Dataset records
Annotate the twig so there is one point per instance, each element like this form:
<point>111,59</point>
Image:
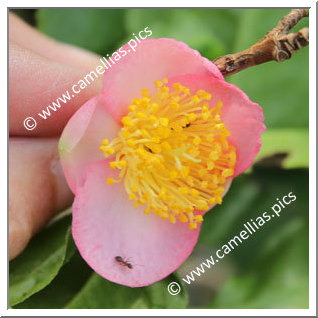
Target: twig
<point>276,45</point>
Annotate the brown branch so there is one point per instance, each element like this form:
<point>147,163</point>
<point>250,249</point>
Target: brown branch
<point>276,45</point>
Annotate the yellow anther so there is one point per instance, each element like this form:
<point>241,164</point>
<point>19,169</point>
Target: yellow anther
<point>164,89</point>
<point>134,188</point>
<point>158,83</point>
<point>227,173</point>
<point>177,86</point>
<point>172,218</point>
<point>127,121</point>
<point>205,109</point>
<point>219,126</point>
<point>195,98</point>
<point>183,190</point>
<point>183,218</point>
<point>125,133</point>
<point>105,142</point>
<point>173,153</point>
<point>192,226</point>
<point>111,181</point>
<point>155,139</point>
<point>164,121</point>
<point>166,146</point>
<point>198,218</point>
<point>153,118</point>
<point>219,199</point>
<point>141,115</point>
<point>197,141</point>
<point>173,175</point>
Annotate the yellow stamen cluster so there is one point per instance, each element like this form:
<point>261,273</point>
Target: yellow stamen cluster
<point>172,153</point>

Goal of the exercise — Every line from the data above that contains "each" must appear in the answer.

Expected answer —
Annotate the twig so there is one point per instance, each element like this form:
Annotate the brown branch so there is one point per instance, each element like this form:
Annotate the yellow anther so there is one point per instance, each element like this form:
Annotate the yellow stamen cluster so there is one point per instance, each element like this form:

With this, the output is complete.